### Prompt
Extract the line that contains "The component shall return one point per instance of the outdoor" and every line after it through the end of the records below, exactly as written, leaving out any pictures.

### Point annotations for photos
^^^^
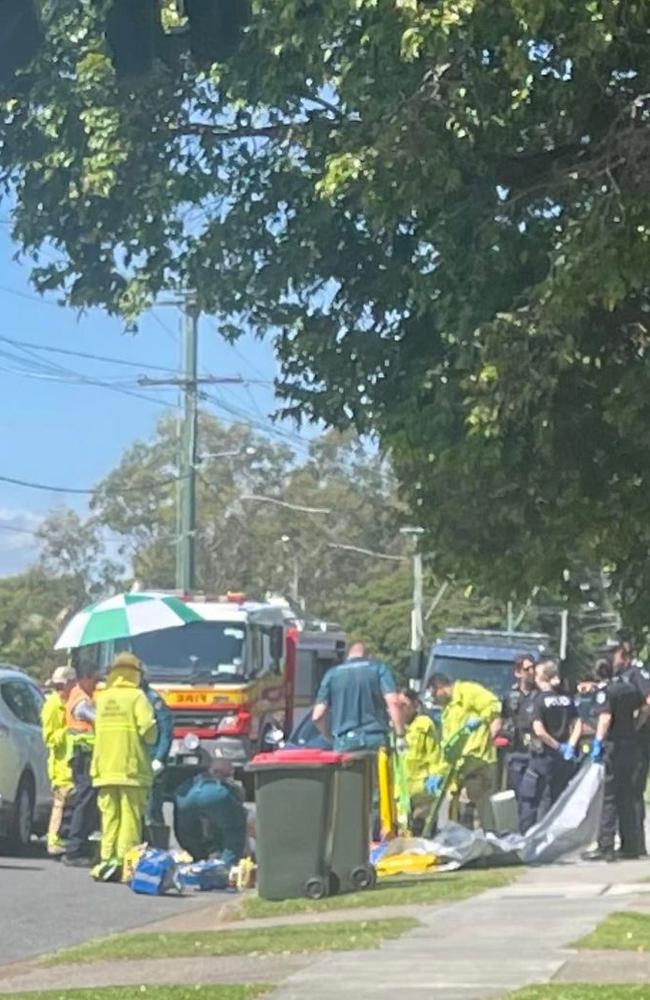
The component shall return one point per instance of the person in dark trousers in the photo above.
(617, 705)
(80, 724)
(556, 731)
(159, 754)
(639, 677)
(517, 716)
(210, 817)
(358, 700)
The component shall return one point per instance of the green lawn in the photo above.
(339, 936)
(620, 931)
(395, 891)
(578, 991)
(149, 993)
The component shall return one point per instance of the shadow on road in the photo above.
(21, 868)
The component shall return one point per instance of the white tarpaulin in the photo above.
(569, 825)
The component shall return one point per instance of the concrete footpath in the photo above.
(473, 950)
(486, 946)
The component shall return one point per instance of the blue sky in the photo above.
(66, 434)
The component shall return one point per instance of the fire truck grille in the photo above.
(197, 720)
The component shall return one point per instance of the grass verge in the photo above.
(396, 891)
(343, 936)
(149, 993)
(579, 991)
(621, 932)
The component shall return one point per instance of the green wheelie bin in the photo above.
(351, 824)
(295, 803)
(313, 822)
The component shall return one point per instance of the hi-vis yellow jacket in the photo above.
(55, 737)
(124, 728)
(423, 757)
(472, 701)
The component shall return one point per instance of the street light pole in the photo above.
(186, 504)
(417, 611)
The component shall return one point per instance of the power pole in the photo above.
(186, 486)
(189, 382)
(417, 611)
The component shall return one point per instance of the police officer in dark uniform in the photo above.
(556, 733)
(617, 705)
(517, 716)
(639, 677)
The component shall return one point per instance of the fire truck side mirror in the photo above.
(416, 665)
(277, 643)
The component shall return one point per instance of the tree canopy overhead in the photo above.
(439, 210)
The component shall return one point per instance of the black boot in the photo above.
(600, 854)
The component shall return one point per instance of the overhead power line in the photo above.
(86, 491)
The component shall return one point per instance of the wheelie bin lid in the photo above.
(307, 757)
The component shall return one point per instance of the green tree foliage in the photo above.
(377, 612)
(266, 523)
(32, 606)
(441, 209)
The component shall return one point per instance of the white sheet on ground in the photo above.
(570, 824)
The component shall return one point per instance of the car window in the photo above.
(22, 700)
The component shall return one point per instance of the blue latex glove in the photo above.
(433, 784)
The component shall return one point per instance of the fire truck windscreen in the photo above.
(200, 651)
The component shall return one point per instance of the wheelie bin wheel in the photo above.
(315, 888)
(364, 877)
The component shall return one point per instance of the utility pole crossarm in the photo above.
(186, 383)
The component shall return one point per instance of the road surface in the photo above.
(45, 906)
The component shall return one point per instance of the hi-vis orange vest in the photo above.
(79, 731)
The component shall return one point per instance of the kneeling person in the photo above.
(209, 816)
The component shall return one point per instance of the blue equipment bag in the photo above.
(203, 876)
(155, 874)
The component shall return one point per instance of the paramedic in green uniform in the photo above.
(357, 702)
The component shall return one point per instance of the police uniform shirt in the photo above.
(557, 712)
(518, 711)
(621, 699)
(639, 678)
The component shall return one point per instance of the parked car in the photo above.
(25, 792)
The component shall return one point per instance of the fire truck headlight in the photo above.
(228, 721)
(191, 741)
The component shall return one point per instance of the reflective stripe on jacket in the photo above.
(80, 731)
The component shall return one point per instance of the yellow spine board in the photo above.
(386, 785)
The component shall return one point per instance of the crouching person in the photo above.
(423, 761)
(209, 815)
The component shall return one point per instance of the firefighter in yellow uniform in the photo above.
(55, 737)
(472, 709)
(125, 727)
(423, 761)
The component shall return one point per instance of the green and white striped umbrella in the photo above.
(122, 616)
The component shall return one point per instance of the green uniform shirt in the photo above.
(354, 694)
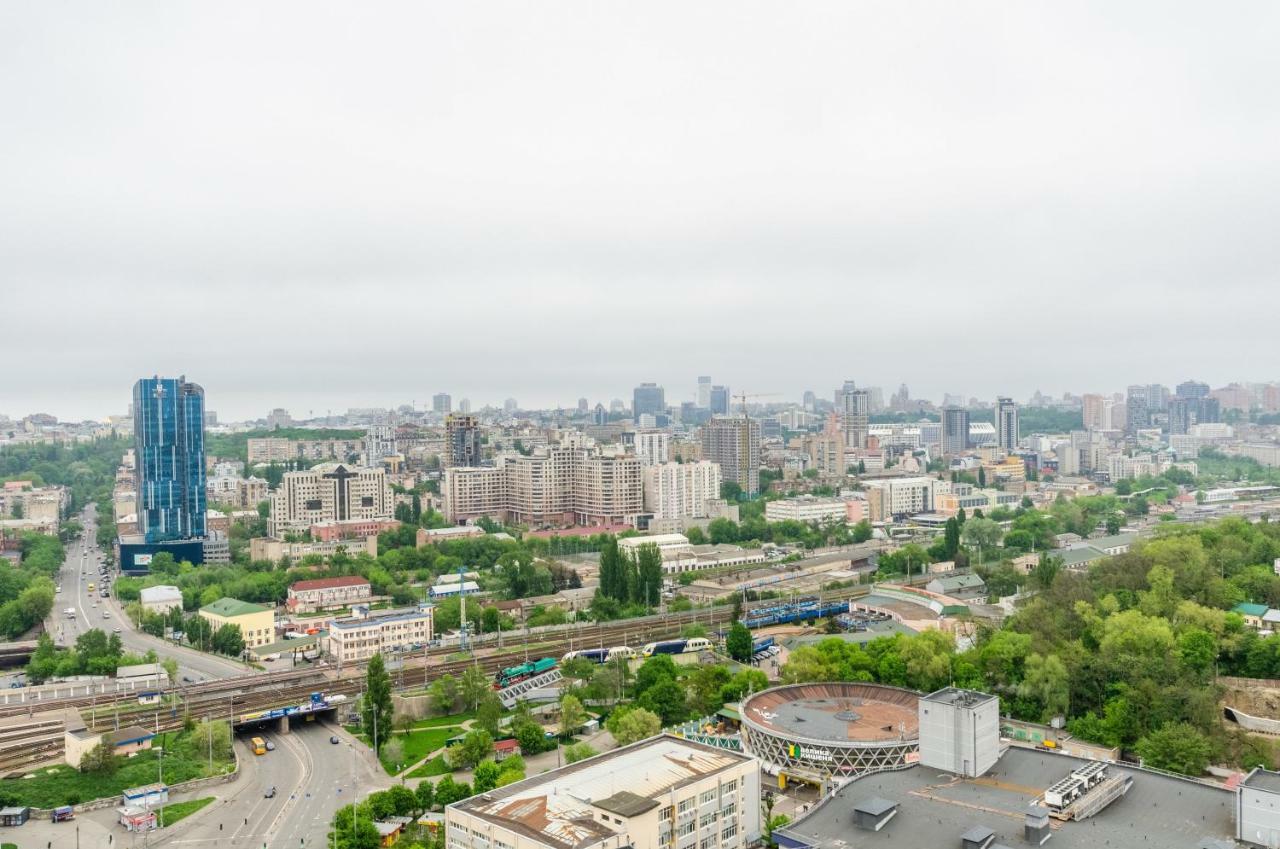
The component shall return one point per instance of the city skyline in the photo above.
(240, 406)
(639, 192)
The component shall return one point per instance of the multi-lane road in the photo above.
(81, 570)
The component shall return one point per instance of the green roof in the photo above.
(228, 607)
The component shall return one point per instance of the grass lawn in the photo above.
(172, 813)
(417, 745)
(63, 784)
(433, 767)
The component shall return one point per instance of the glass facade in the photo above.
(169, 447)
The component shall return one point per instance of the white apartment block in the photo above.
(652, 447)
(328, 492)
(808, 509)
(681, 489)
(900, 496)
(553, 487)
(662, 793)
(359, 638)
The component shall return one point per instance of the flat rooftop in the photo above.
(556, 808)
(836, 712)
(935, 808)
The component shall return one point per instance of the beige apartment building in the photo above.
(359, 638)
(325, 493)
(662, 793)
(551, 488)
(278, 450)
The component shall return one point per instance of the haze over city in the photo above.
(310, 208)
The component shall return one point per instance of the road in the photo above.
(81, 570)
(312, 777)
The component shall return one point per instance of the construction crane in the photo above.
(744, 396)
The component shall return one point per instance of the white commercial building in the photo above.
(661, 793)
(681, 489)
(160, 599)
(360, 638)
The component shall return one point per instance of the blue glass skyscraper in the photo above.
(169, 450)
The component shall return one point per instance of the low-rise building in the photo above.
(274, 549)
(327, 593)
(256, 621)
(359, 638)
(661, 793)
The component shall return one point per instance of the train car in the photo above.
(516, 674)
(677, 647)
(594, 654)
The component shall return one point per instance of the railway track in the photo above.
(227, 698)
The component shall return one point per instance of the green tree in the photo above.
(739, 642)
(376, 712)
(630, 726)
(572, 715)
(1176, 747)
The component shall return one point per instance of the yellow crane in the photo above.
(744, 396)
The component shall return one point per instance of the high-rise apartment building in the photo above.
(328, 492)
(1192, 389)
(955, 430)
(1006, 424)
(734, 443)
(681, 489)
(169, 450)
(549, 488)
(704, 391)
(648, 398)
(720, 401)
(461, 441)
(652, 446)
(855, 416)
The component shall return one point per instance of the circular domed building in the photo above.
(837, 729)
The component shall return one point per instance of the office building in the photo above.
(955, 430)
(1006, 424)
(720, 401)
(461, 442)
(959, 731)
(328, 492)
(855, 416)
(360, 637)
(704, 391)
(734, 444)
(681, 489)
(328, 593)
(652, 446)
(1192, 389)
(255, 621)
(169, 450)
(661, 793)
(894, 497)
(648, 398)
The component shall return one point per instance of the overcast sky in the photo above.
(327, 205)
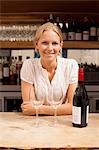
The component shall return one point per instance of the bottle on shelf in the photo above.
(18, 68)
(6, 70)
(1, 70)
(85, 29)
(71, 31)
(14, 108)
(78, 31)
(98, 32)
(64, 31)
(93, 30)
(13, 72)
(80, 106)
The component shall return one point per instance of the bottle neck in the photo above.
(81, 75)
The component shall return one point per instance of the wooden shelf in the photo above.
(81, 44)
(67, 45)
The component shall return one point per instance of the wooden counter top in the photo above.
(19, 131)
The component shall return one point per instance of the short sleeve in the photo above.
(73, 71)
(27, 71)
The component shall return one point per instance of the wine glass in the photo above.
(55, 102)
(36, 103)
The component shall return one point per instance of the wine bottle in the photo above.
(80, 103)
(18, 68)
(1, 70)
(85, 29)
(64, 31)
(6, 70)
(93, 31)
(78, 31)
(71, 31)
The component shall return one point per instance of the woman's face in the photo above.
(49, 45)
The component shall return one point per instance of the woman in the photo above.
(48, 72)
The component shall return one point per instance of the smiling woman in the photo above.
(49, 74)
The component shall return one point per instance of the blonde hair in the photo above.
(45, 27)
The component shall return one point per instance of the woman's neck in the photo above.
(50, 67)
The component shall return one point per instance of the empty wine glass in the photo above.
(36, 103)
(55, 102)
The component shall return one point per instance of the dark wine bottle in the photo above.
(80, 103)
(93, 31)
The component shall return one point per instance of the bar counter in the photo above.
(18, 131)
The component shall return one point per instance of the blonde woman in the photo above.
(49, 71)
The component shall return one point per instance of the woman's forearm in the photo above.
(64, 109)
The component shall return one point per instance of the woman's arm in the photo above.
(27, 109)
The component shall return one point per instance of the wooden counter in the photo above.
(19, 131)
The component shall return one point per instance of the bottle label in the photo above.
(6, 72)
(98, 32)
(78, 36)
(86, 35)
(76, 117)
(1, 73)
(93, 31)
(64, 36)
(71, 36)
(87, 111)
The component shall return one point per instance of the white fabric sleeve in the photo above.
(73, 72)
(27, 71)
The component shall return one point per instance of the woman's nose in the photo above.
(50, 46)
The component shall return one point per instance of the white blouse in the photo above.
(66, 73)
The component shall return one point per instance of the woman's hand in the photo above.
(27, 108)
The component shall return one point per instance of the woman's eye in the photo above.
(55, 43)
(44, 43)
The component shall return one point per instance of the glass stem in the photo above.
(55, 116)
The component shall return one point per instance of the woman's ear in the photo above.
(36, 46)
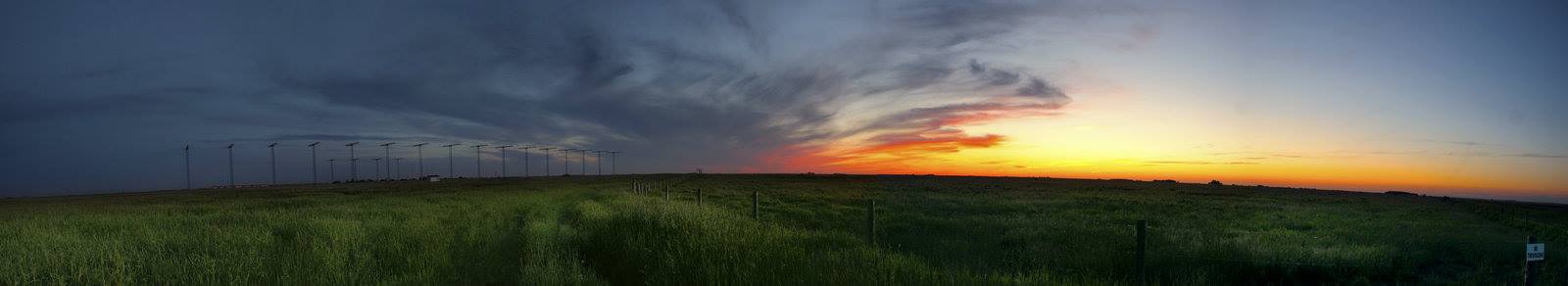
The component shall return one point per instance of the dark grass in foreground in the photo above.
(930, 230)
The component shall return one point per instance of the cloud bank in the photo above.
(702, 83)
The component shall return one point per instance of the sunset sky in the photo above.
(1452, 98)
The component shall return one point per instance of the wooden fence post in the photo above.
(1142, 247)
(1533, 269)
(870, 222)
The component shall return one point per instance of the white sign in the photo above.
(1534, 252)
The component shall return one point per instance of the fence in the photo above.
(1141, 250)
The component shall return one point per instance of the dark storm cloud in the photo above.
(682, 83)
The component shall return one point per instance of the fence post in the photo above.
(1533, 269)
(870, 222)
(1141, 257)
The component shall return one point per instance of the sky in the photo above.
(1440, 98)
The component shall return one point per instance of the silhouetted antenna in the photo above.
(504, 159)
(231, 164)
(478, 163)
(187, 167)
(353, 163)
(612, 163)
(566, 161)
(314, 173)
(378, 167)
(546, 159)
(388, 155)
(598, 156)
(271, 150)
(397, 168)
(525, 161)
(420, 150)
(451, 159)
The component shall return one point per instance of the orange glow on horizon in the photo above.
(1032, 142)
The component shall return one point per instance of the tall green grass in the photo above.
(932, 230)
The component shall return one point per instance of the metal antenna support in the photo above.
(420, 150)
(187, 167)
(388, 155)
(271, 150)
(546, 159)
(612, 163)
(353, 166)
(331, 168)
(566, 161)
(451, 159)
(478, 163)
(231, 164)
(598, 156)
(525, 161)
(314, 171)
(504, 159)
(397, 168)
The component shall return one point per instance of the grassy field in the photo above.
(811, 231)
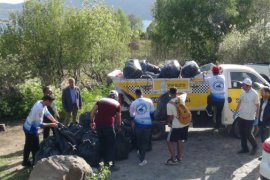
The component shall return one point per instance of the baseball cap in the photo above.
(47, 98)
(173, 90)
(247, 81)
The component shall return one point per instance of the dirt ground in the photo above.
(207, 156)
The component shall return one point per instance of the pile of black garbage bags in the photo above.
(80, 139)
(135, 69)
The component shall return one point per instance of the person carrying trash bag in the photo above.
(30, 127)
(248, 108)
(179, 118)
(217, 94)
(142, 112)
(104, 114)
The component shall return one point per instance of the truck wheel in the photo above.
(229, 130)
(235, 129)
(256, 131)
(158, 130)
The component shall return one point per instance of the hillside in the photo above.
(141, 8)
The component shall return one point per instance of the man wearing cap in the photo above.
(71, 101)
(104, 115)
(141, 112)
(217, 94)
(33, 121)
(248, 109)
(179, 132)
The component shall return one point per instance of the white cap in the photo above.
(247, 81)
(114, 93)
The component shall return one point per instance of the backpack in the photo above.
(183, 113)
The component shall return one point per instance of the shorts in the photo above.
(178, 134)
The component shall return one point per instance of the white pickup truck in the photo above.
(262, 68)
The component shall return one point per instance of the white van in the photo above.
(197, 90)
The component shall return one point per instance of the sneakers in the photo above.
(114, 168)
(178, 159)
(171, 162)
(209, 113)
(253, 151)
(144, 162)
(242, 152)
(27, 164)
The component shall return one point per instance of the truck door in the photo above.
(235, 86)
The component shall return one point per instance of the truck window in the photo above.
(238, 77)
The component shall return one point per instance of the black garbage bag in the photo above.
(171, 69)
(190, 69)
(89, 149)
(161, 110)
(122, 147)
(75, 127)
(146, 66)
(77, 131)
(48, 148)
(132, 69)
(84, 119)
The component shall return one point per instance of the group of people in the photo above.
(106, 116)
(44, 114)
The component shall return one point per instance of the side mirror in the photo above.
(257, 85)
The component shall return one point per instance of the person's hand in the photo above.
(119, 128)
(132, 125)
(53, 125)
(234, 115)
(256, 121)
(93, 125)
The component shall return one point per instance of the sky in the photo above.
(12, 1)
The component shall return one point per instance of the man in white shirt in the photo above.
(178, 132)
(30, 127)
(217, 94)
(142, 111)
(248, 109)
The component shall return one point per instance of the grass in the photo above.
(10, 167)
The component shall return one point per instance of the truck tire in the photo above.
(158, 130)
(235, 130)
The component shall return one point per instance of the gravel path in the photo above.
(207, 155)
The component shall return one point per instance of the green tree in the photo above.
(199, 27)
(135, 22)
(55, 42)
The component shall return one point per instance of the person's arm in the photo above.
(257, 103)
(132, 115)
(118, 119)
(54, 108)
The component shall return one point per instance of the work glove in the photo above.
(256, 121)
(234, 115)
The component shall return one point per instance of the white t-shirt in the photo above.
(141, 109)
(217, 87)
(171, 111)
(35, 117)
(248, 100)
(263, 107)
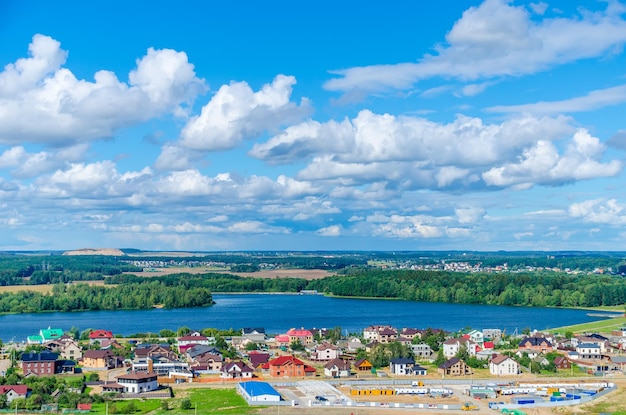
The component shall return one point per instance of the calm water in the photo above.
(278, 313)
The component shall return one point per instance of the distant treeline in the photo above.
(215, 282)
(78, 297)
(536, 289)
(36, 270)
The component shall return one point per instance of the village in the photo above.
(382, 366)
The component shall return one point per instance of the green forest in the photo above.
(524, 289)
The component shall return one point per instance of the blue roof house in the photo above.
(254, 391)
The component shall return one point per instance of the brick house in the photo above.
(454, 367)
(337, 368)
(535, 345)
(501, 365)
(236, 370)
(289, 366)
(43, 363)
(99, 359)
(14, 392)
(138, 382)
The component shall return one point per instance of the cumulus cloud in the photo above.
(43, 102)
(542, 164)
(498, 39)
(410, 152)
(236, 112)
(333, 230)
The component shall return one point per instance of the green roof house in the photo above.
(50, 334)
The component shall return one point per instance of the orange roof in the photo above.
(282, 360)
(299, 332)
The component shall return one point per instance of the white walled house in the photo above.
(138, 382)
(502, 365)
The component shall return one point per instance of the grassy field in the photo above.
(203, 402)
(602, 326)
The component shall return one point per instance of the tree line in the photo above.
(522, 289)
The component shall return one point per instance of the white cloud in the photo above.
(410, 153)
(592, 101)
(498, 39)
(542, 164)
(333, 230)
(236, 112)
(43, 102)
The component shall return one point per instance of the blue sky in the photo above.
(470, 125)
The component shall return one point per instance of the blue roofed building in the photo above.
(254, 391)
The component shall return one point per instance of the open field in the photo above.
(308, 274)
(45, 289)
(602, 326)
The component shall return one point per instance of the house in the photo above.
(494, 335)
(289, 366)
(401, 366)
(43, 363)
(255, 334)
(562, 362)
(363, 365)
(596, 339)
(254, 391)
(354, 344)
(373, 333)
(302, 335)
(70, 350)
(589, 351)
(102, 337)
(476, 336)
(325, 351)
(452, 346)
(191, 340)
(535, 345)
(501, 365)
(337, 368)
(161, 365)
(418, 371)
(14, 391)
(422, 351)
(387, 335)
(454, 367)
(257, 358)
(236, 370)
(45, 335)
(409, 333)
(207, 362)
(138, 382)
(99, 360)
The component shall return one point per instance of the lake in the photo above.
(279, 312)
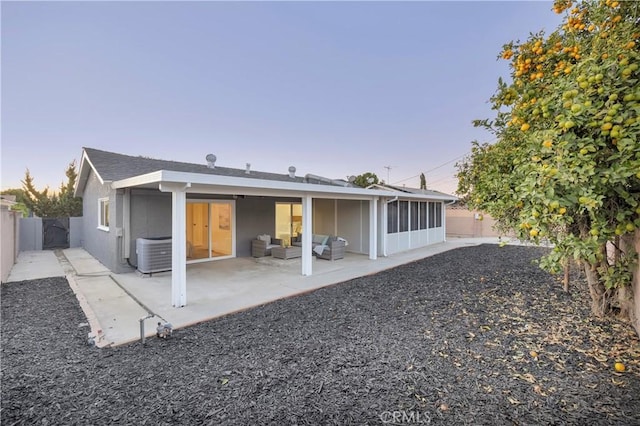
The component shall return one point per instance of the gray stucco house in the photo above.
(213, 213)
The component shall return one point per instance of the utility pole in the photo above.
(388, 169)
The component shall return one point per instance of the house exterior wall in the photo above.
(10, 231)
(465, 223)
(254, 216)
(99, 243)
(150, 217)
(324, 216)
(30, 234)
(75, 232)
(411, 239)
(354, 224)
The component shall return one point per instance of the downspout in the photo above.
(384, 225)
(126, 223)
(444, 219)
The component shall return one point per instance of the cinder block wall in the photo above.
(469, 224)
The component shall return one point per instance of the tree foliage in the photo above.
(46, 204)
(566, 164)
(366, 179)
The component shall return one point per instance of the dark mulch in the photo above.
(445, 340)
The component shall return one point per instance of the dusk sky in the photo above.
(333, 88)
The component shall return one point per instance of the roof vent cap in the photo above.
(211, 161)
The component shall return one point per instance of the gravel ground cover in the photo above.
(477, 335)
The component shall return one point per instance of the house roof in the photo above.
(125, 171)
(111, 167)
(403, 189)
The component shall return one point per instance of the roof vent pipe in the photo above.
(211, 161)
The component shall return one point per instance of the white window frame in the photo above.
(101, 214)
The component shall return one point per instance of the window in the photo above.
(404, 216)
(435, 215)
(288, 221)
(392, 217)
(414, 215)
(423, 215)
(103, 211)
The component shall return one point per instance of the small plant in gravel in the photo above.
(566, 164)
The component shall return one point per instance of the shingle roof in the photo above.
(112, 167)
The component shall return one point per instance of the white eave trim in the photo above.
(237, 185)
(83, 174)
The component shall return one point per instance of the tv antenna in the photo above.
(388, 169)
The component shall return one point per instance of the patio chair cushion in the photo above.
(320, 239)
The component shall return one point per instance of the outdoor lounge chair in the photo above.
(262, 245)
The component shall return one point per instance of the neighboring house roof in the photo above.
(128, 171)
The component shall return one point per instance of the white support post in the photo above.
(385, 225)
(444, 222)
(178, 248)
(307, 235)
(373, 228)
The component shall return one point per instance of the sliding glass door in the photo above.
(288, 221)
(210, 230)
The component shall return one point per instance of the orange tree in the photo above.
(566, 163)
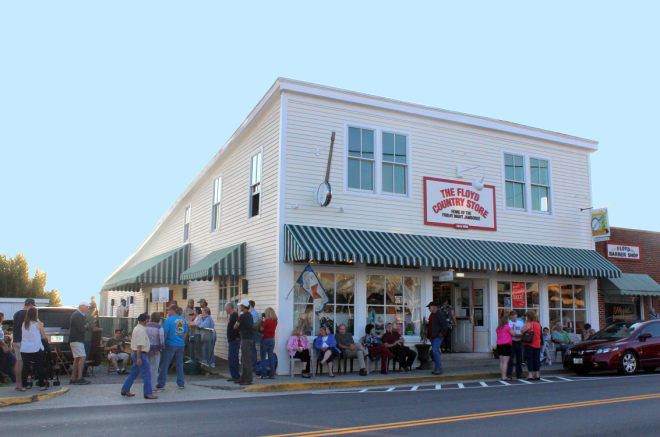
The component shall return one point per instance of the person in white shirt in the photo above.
^^^^
### Completed task
The component shall return one point per instance of the outdoor lounge chair in the photo above.
(262, 245)
The component shall return one point per instance of the neighboring house roof in the photo above.
(128, 171)
The component shall return one point per instance of the white support post in the photo above.
(385, 225)
(444, 222)
(178, 248)
(307, 235)
(373, 228)
The component shall return one point per instance of the sliding glass door in the photo above.
(288, 221)
(210, 230)
The component shall return one point per instance of the orange tree in the photo above.
(566, 163)
The component shall return one point per instance of the person in white shirt in the photo above.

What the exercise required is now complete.